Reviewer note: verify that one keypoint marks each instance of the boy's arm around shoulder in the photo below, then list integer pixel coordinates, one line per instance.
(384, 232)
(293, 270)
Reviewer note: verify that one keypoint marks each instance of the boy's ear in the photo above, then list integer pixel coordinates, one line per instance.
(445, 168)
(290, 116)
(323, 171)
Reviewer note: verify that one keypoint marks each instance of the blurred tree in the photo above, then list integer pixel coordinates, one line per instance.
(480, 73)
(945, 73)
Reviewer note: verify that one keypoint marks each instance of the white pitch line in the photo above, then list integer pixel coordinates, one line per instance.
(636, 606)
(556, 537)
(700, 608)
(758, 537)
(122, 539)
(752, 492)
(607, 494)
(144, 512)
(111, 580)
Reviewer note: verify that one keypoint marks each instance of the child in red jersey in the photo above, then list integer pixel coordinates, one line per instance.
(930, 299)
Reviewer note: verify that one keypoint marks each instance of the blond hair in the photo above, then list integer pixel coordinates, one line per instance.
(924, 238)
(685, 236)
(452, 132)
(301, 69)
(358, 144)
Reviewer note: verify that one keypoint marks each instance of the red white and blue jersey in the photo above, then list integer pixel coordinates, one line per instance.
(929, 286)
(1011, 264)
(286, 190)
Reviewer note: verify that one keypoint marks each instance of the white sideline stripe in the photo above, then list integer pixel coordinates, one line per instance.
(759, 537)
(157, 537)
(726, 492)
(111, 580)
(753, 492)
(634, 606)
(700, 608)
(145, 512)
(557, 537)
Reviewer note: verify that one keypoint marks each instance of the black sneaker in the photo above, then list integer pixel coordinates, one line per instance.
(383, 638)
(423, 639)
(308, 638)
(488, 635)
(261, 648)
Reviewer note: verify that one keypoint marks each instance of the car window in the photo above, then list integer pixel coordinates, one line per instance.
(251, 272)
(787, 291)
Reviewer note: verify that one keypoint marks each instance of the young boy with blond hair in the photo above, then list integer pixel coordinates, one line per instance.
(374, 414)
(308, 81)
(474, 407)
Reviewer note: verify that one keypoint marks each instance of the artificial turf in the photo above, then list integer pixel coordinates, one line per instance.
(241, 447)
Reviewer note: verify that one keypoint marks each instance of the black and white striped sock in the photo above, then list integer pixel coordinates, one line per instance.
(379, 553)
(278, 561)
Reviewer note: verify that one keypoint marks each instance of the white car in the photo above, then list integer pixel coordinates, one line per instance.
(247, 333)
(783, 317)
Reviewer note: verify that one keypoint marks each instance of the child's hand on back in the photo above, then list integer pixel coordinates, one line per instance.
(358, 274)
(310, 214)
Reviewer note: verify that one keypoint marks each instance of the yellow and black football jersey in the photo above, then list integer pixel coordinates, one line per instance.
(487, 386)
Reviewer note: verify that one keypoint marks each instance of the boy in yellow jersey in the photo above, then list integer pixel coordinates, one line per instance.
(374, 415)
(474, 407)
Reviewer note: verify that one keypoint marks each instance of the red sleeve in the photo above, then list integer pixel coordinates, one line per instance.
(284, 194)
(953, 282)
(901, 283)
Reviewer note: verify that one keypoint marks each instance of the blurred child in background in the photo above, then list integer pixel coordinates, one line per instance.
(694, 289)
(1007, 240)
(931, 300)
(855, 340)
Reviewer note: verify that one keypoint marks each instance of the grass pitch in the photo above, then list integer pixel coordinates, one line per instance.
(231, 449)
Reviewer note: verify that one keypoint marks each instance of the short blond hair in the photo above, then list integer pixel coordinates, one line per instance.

▶ Goal:
Render every line of the listing above as a JSON array of strings, one string per line, omitting blank lines.

▶ Response:
[
  "Reviewer note: verify that one keypoint marks each instance of the boy's arm around shoulder in the photo below, then list integer pixel coordinates, one line per instance.",
  "(384, 232)",
  "(293, 270)",
  "Reviewer note: verify that one keypoint marks each instance of the boy's ear in the photo above, then list integer pixel coordinates, one line per instance.",
  "(445, 168)",
  "(290, 116)",
  "(323, 171)",
  "Reviewer note: verify that one keypoint marks each instance of the blurred tree in the photo above, then list integer pixel coordinates, one line per instance.",
  "(480, 73)",
  "(945, 73)",
  "Reviewer note: verify that one keypoint marks each instance of the white pitch line in the photo above, then list integer pixel coordinates, one line per instance.",
  "(636, 606)",
  "(556, 537)",
  "(700, 608)",
  "(758, 537)",
  "(122, 539)",
  "(752, 492)",
  "(607, 494)",
  "(144, 512)",
  "(111, 580)",
  "Reviewer note: verify that one keypoint marks each instance of the child in red jersey in the photo above, then list integer pixel coordinates, one line per instance.",
  "(930, 299)",
  "Reviewer note: verify that one keypoint marks each instance of the blond hair in the photo above, then list integer pixel coordinates, one line per instance.",
  "(924, 238)",
  "(685, 236)",
  "(452, 132)",
  "(301, 69)",
  "(358, 144)",
  "Reviewer note: verify that one keypoint marks each instance of the red white and blue jersey in the photo above, then list integer pixel coordinates, one line per instance.",
  "(929, 286)",
  "(1011, 264)",
  "(286, 190)",
  "Reviewer note: verify that one keypoint marks each instance of the white sideline stripe in the photo above, then list integer pixel coordinates, one line per instance.",
  "(759, 537)",
  "(157, 537)",
  "(726, 492)",
  "(111, 580)",
  "(753, 492)",
  "(634, 606)",
  "(700, 608)",
  "(145, 512)",
  "(557, 537)",
  "Reviewer note: verify that one keypoint marks each instance of the black sneaker in the photo above, then list integer pixel coordinates, one line per instance.",
  "(383, 638)",
  "(423, 639)",
  "(308, 638)",
  "(488, 635)",
  "(261, 648)",
  "Reviewer note: verify that one keypoint marks each instance of the car window in the photo above, then list integer pixel coordinates, one line per instance.",
  "(251, 272)",
  "(787, 291)",
  "Reviewer note: verify that one keypoint marks each instance of the young boy with blond hair in the photo above, then list integer pixel coordinates, one line per instance.",
  "(374, 414)",
  "(308, 81)",
  "(474, 407)",
  "Reviewer note: verify that one keypoint marks each instance of the artificial turf in the photo above, then list integer pixel coordinates, one line per instance.",
  "(241, 447)",
  "Reviewer note: verify that one keypoint marks each instance of the black and white striped sock in the photo above, then list integer pixel coordinates, one line per instance.",
  "(379, 553)",
  "(278, 561)",
  "Reviewer note: verify that one keypoint marks each instance of the white car in the photo above, then list integer pixel coordinates, one line per instance.",
  "(247, 333)",
  "(783, 317)",
  "Reviewer note: verify that one keypoint marks each instance of the child's hand on back in the photo above, then list integer pixel coordinates, one line per instance.",
  "(358, 274)",
  "(310, 214)",
  "Reviewer note: verify that one keypoint marks each instance of the yellow and black football jersey in the photo above, then list integer pixel coordinates, one line per instance.",
  "(487, 386)",
  "Reviewer note: verify that one keypoint marks each instance of the boy in yellow jersey in the photo above, then list integer pixel coordinates, one line per instance.",
  "(374, 415)",
  "(474, 407)",
  "Reviewer note: verify that one keypoint marks each instance of the red sleeve in the photo above, then list integer pixel coordinates, one line per instance.",
  "(284, 194)",
  "(953, 282)",
  "(901, 283)",
  "Reviewer note: verify that one keypoint marks each instance of the blurred child in background in the photo above, then list integer pixel coordinates, one line per instance.",
  "(694, 289)",
  "(1007, 240)",
  "(931, 300)",
  "(855, 340)",
  "Reviewer note: verify that one keypoint marks each instance of the grass pitch in the photo above, then list integer pixel coordinates, one line per instance.",
  "(231, 449)",
  "Reviewer note: verify that one keypoint marks each instance of the short blond hair in the photo above, then list integer pixel coordinates, one line per instance."
]